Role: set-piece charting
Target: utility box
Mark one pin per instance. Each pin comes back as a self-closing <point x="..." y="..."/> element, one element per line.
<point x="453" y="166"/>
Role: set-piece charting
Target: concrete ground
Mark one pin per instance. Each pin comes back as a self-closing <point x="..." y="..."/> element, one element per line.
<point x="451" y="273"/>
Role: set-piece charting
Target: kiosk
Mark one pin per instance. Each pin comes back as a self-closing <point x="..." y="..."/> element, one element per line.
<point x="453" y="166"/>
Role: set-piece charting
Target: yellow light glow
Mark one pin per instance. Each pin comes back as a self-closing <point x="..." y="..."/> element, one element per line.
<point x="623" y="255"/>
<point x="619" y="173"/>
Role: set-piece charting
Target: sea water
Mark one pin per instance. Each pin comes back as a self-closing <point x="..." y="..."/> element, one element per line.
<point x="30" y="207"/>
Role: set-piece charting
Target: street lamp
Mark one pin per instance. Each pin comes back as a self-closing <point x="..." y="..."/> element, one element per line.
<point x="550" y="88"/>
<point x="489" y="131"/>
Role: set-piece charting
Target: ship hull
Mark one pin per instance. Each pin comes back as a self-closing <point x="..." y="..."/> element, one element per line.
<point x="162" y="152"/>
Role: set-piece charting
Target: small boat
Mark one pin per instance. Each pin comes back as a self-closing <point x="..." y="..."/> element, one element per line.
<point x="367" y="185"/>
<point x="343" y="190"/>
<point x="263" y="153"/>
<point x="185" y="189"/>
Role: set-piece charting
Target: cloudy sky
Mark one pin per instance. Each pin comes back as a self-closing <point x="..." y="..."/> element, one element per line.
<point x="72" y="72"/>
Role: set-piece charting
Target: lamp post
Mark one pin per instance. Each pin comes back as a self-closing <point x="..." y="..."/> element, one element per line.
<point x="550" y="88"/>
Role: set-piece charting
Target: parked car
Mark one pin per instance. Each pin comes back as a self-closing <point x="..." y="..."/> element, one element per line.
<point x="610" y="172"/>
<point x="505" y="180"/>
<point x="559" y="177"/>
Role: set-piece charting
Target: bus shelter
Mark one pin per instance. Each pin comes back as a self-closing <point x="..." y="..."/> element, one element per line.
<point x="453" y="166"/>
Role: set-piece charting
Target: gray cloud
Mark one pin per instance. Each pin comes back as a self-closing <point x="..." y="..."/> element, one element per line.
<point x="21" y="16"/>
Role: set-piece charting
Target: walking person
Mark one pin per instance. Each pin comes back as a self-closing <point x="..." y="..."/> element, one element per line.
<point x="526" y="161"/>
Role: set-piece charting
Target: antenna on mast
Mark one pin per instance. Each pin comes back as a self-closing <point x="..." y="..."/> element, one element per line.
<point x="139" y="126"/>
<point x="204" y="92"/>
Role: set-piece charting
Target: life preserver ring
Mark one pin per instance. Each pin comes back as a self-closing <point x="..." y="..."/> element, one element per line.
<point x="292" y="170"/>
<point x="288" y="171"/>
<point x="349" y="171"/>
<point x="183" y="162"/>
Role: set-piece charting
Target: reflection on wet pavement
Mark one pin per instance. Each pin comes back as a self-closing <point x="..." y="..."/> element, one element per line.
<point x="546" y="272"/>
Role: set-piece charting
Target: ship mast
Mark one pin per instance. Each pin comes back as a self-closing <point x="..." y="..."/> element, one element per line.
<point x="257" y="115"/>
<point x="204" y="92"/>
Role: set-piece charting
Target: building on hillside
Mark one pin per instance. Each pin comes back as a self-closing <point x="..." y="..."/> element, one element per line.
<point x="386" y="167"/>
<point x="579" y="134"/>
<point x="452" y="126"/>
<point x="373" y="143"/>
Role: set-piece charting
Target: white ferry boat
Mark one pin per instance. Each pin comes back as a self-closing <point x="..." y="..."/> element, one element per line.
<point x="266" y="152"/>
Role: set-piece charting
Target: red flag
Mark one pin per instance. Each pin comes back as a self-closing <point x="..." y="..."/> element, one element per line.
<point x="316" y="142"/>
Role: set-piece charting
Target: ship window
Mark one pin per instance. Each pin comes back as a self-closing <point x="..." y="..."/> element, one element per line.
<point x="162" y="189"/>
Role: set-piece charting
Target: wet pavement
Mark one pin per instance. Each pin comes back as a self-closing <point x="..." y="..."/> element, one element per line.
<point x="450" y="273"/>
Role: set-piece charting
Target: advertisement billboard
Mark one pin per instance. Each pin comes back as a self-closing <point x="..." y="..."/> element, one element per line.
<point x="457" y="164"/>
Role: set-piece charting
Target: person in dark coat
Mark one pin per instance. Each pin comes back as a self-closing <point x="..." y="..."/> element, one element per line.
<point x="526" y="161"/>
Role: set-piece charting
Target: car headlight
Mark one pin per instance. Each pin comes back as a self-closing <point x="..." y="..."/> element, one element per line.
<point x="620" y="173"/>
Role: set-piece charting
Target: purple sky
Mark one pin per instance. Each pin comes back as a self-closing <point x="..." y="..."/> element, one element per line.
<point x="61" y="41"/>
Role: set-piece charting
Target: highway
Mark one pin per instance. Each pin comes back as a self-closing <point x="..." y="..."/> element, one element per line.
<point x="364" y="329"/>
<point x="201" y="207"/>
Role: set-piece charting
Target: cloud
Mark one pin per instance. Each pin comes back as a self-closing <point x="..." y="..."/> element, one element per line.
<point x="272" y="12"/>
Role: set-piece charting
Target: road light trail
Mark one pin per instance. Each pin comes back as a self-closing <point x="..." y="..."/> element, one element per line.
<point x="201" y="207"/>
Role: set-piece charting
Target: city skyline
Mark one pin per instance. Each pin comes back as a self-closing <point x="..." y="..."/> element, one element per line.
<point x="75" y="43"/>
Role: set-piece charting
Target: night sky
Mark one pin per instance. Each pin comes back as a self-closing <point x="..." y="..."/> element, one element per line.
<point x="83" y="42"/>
--*--
What you need to do | Word for word, give back all the lines above.

Exercise solution |
Role: set-piece charting
Target: utility box
Mark one pin per instance. Each pin comes back as a self-closing <point x="..." y="..."/> element, one element per line.
<point x="453" y="166"/>
Role: set-piece charting
Target: concrete ground
Mark one pin per instance. Each pin comes back as a self-closing <point x="..." y="..."/> element, one element per line.
<point x="451" y="273"/>
Role: set-piece charting
Target: kiosk
Mark one pin per instance. Each pin comes back as a self-closing <point x="..." y="..."/> element, one element per line.
<point x="453" y="166"/>
Role: set-piece charting
Target: yellow light glow
Mark one pin per instance. Each pin comes back as a self-closing <point x="..." y="..."/> element, one element per line.
<point x="623" y="255"/>
<point x="619" y="173"/>
Role: set-piece charting
Target: sea water
Mark one pin per instance. Each pin comes back as a self-closing <point x="..." y="..."/> element, one element per line.
<point x="30" y="207"/>
Role: set-piece charting
Target: street lamp
Mark one pin per instance. Each pin comes back as a self-closing <point x="..." y="..."/> element, one element per line.
<point x="550" y="88"/>
<point x="489" y="131"/>
Role: set-piece charting
Target: ship hull
Mark one pin per instance. Each pin comes back as a self-closing <point x="..." y="..."/> element, one element per line.
<point x="162" y="152"/>
Role: set-piece charting
Target: small boat
Mark one pin per instance. Each pin comes back as a self-closing <point x="..." y="..."/> element, one element per line.
<point x="367" y="185"/>
<point x="343" y="190"/>
<point x="263" y="153"/>
<point x="185" y="189"/>
Role: set-piece charting
Target: cloudy sky
Mark one pin per instance. Each pin comes back as a self-closing <point x="..." y="..."/> element, one element per line.
<point x="72" y="72"/>
Role: set-piece charting
Target: lamp post
Mark one pin per instance. Each pin comes back as a self-closing <point x="..." y="..."/> element, one element per line.
<point x="550" y="88"/>
Role: set-piece charting
Target: parked car
Mark one pin per instance. Each pin comes back as a self-closing <point x="..." y="..."/> element, one element per line.
<point x="610" y="172"/>
<point x="505" y="180"/>
<point x="559" y="177"/>
Role: set-piece charting
Target: bus shelter
Mark one pin per instance. Each pin comes back as a self-closing <point x="..." y="..."/> element, one element per line.
<point x="453" y="166"/>
Role: set-piece charting
Target: gray cloud
Mark one pin per instance. Each pin comes back as a self-closing <point x="..." y="..."/> element, one element per line.
<point x="21" y="16"/>
Role: set-piece charting
Target: walking person
Mark one pin per instance. Each pin comes back as a self-closing <point x="..." y="..."/> element, one element per line.
<point x="526" y="161"/>
Role: set-piece charting
Target: antenna on mast
Mark one pin per instance. Each pin comes back as a self-closing <point x="..." y="..."/> element, one element per line.
<point x="139" y="126"/>
<point x="204" y="92"/>
Role: set-piece charting
Target: life preserver ring
Mark one pin per instance. Each pin comes back as a self-closing <point x="..." y="..."/> element, one element per line.
<point x="292" y="170"/>
<point x="288" y="171"/>
<point x="349" y="171"/>
<point x="183" y="162"/>
Role: set-piece charting
Target: reflection on wet pavement
Mark one pin per instance. Each pin comes back as a self-closing <point x="..." y="..."/> element, one element per line.
<point x="546" y="272"/>
Role: set-piece charting
Target: ship mast
Mark one pin per instance. Each pin comes back as a self-closing <point x="..." y="..."/> element, one element per line.
<point x="257" y="115"/>
<point x="204" y="92"/>
Role: set-piece charting
Target: building on hillside
Mark one pin per instance. Each pin comes back as a self-closing <point x="..." y="..."/> element, one element per line.
<point x="386" y="167"/>
<point x="579" y="134"/>
<point x="452" y="126"/>
<point x="373" y="143"/>
Role: set-piece charting
Target: white ferry boat
Mark one pin per instance. Each pin comes back as a self-closing <point x="..." y="..."/> element, one element per line.
<point x="266" y="152"/>
Role: set-piece charting
Target: red flag
Mark one pin per instance. Each pin comes back as a self-closing <point x="..." y="..."/> element, one element per line.
<point x="316" y="142"/>
Role: set-piece charting
Target: ship window
Mark one pin per instance. Each pin comes back as a self-closing <point x="..." y="..."/> element, one element per line.
<point x="162" y="189"/>
Role: set-piece charting
Target: wet pavement
Mark one pin per instance. Each pin comes back as a self-closing <point x="..." y="..."/> element, one element per line.
<point x="450" y="273"/>
Role: set-piece charting
Target: advertisement billboard
Mark one pin per instance. Each pin comes back as a self-closing <point x="..." y="..."/> element, one element per line.
<point x="457" y="164"/>
Role: set-piece charting
Target: person in dark coat
Mark one pin per instance. Each pin comes back as a self-closing <point x="..." y="..."/> element, one element per line.
<point x="526" y="161"/>
Role: set-piece charting
Target: car headlight
Mark one pin per instance. Each pin comes back as a self-closing <point x="..." y="..."/> element, one element per line.
<point x="620" y="173"/>
Role: set-piece charting
Target: purple sky
Mark one pin per instance. Each pin comes back as a self-closing <point x="..." y="..."/> element, one element per line.
<point x="61" y="41"/>
Role: set-piece charting
Target: highway
Mark one pin per instance. Each pin comes back as a self-closing <point x="..." y="..."/> element, one element per line.
<point x="364" y="329"/>
<point x="201" y="207"/>
Role: set-piece charting
Target: cloud
Mark one pin per instance. Each pin comes back as a self-closing <point x="..." y="..."/> element, one element per line.
<point x="272" y="12"/>
Role: set-piece charting
Target: road light trail
Mark one pin per instance. Each pin comes back as a self-closing <point x="..." y="..."/> element, one element per line.
<point x="201" y="207"/>
Role: set-piece charting
Target: city skyline
Mark one pin per instance. Each pin comes back as a self-closing <point x="..." y="..."/> element, one element per line.
<point x="75" y="43"/>
Role: set-piece charting
Target: night sky
Mark one pin per instance. Each pin comes back as a self-closing <point x="..." y="..."/> element, one element per line.
<point x="83" y="42"/>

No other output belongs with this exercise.